** Extrait choisi **
··········

Le principe général de la marque blanche consiste, pour une entreprise donnée, à commercialiser sous une marque lui appartenant, des biens ou des services finalisés produits par des entreprises tierces et qui demeurent invisibles aux yeux des clients. Dans une récente étude, le cabinet Xerfi estimait à 1,9 milliard d’euros le marché de l’assurance en marque-blanche en 2018, tiré notamment par des pans d’offres affinitaires : l’assurance de produits nomades (smartphones, ordinateurs) et l’assurance de moyens de paiement (respectivement 600 et 400 millions d’euros de chiffre d’affaires).

Les cotisations des différents segments de l’assurance en marque blanche progressent à un rythme compris entre 4% et 5% par an, dans une dynamique détonnant avec la croissance atone constatée sur les segments de l’IARD et de la santé. L’assurance affinitaire, nourrit de produits en marque blanche, bénéficie actuellement d’un effet d’offre, c’est-à-dire de l’apparition de nouveaux besoins liés à la distribution de nouveaux produits. À titre illustratif, l’apparition récente de nouveaux moyens de transports urbains (gyropodes, monocycles, trottinettes électriques…) a incité certains assureurs comme Aviva (assurance NVEI – Nouveaux Véhicules Electriques Individuels) à développer une offre dédiée.

Quels business models innovants sont facilités par l’émergence de l’assurance en marque blanche ?

Deux types d’acteurs ont trouvé dans la généralisation de la marque blanche l’occasion d’asseoir leurs modèles d’affaire : les assurtechs et les plateformes collaboratives.

Les assurtechs

L’émergence des assurtechs en France ouvre des opportunités pour l’assurance sous marque blanche. Misant originellement sur de nouveaux modèles d’offres (assurance peer-to-peer, à la demande, à l’usage, achats groupés, etc.) ou de nouveaux modes de distribution (offres 100% digitales par exemple) pour séduire les utilisateurs, les jeunes pousses sont par essence des distributeurs de produits plutôt que des producteurs. Les assurtechs françaises opérant en B to C distribuent très largement des solutions soutenues par des assureurs partenaires, qui portent le risque en marque blanche. L’Équité, Suravenir Assurances et Axa portent ainsi les risques des produits distribués par OtherWise, WeCover et Fundshop.

Certaines assurtechs se sont également tournées vers des modèles B to B, se positionnant comme fournisseurs de solutions utilisées par les assureurs en marque blanche. MyEggBox, qui a noué un partenariat avec Amaguiz, met ainsi son application de stockage automatisé des factures et de suivi des garanties à disposition des assureurs proposant des offres affinitaires sur les sites de e-commerce. Allié à Groupama, Sapiendo propose quant à lui un outil de simulations de montant des pensions basé sur les relevés de carrières sur la base directement valorisée dans les prestations des gestionnaires de patrimoines.

··········

** Extraits de données **

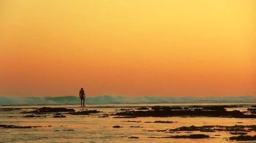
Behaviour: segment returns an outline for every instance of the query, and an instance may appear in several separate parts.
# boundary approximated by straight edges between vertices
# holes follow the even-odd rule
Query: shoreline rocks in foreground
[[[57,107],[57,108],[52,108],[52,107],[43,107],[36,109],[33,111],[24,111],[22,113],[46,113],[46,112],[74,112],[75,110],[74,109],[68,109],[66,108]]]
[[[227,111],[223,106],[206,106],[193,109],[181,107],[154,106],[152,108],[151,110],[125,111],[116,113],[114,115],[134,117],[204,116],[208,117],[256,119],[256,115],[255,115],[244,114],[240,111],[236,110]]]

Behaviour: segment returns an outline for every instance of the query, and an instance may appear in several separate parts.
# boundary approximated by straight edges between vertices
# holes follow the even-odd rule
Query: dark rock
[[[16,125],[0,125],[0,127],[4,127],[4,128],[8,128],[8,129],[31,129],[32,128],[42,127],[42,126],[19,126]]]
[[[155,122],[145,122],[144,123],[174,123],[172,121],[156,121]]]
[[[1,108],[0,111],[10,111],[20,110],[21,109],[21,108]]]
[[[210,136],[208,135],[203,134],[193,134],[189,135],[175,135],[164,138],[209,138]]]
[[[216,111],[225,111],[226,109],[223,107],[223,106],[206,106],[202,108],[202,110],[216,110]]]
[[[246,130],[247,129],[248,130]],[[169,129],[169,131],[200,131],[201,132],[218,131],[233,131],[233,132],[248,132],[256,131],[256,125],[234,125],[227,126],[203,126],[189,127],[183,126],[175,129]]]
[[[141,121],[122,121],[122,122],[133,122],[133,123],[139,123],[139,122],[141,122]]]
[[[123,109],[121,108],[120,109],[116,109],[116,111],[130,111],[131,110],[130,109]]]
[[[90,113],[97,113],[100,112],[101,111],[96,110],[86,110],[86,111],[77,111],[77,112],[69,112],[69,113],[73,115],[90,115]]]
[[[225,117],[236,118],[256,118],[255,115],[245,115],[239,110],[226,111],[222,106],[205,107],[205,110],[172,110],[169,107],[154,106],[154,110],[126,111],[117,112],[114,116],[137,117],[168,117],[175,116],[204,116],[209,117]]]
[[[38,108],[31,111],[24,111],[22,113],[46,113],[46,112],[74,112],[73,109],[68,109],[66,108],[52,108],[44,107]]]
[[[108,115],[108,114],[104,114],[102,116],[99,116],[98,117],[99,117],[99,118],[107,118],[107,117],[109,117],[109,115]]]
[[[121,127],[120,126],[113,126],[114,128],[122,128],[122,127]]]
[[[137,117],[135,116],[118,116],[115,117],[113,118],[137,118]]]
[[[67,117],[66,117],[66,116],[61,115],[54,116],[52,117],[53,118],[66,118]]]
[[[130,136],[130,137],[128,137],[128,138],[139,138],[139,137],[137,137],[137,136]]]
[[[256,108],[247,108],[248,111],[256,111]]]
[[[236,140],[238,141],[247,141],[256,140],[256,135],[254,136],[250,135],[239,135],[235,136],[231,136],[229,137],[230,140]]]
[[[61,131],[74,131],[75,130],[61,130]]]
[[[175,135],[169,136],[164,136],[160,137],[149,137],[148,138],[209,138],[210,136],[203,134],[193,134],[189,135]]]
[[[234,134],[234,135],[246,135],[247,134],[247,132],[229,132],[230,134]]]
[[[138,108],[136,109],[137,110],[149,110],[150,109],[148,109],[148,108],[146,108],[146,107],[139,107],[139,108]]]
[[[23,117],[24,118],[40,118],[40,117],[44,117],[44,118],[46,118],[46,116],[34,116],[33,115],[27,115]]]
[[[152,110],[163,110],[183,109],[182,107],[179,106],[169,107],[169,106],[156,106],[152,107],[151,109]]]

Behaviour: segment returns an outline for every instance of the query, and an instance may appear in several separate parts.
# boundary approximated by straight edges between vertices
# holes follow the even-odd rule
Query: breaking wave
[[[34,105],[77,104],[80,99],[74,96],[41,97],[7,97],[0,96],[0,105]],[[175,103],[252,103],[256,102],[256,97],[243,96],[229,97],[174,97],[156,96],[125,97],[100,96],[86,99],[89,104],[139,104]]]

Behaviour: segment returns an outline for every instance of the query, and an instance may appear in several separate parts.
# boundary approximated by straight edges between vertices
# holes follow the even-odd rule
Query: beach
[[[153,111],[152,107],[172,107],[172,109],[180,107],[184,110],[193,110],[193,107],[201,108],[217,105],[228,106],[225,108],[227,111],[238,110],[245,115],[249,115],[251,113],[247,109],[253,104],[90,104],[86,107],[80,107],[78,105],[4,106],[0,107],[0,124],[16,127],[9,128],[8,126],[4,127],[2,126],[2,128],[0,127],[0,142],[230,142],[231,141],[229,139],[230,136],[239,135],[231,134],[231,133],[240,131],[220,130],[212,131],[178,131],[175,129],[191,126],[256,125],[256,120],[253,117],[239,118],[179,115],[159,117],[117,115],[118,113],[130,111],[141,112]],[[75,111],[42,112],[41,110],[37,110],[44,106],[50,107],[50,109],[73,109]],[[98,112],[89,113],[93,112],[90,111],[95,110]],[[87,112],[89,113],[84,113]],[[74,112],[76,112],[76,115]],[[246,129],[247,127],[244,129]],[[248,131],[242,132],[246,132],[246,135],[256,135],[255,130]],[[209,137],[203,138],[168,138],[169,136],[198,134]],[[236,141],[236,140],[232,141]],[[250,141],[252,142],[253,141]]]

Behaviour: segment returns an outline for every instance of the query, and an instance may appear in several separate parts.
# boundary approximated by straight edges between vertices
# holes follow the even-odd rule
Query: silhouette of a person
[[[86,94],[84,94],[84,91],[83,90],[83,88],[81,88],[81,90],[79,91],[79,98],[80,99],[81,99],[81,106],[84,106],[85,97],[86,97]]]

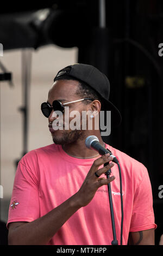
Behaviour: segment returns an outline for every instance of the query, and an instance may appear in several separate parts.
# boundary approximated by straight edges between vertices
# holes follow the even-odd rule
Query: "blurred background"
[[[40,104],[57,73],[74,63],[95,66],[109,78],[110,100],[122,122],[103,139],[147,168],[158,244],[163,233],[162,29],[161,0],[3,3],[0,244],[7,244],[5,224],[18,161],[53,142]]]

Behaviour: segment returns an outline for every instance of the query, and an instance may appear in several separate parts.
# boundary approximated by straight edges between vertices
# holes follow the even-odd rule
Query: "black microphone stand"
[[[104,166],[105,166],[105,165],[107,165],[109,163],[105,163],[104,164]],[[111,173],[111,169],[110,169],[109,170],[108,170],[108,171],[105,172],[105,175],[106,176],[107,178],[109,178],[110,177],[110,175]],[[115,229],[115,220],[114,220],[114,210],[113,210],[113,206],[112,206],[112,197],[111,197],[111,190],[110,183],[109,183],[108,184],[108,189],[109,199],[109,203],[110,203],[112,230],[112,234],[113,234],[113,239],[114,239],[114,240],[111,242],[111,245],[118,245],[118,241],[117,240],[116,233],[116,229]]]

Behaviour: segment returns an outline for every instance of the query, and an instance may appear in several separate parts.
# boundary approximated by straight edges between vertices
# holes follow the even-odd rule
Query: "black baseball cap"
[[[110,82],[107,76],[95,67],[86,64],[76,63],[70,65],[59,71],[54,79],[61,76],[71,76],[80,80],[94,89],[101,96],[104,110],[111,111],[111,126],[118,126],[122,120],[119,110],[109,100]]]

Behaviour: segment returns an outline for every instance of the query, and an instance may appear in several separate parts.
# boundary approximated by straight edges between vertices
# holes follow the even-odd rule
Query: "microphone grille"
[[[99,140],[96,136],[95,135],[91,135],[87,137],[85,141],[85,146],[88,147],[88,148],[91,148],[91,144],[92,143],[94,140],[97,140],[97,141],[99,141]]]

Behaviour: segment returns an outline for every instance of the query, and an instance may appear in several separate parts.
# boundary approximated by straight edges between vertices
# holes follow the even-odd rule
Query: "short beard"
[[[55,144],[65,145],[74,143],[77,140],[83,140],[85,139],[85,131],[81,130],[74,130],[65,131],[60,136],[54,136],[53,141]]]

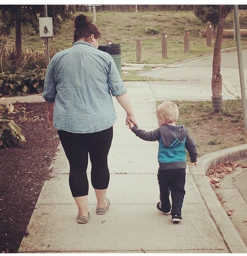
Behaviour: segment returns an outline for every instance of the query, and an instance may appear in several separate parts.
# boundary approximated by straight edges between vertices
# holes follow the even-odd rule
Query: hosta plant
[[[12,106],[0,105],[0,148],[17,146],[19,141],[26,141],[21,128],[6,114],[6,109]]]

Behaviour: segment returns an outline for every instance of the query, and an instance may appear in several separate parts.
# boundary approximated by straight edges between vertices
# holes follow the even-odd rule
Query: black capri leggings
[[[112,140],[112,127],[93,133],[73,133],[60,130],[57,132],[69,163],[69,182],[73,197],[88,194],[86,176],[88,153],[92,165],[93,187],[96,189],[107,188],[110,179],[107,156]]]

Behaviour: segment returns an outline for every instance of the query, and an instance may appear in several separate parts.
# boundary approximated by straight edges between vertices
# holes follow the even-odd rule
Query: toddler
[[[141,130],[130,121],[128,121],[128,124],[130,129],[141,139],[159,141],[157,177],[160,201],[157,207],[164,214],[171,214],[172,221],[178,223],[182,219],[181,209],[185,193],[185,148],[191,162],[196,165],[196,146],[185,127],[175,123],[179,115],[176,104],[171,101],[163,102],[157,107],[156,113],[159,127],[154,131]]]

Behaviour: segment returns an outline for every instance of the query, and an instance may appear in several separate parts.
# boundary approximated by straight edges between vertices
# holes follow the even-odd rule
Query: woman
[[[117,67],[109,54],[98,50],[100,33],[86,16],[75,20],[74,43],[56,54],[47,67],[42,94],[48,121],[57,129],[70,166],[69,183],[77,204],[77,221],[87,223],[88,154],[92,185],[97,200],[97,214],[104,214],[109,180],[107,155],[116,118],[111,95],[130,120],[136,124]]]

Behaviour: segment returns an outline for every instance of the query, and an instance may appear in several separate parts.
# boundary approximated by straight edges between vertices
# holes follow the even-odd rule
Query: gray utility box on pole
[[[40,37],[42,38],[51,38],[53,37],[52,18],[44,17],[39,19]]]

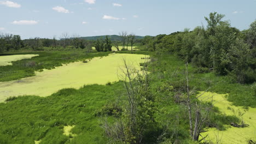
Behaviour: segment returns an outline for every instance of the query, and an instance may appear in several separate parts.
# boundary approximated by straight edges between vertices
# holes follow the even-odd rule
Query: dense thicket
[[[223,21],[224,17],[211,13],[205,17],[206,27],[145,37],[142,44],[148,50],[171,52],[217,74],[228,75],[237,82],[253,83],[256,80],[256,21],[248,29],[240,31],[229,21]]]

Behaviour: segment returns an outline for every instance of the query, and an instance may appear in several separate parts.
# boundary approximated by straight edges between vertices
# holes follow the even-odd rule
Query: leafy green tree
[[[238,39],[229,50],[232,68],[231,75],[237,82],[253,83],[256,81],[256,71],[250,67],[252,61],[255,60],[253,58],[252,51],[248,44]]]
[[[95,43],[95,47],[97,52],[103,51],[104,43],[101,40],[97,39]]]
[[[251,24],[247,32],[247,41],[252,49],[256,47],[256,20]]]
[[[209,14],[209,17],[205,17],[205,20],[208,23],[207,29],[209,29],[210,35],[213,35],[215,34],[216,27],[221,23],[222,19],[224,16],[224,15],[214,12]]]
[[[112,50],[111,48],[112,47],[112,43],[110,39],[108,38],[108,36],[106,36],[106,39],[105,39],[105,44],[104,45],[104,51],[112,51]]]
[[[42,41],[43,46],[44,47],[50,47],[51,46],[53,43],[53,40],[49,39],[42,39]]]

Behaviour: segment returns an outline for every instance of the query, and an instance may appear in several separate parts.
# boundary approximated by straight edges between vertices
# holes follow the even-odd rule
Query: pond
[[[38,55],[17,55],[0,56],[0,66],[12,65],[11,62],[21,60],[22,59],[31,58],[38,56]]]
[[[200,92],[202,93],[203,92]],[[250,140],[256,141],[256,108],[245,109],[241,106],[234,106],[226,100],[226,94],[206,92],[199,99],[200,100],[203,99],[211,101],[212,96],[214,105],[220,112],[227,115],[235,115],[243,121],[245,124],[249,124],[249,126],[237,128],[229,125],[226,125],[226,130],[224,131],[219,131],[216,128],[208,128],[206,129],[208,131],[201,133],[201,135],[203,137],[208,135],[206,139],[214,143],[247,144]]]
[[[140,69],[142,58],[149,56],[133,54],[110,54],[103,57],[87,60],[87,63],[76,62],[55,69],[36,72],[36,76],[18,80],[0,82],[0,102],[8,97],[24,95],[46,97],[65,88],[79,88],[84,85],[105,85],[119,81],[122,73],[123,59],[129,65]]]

··········

** Consigne donnée **
D'après l'extrait sur l'assurance en marque blanche, à combien le cabinet Xerfi estimait-il ce marché en 2018 ?

** Réponse rédigée **
À 1,9 milliard d'euros.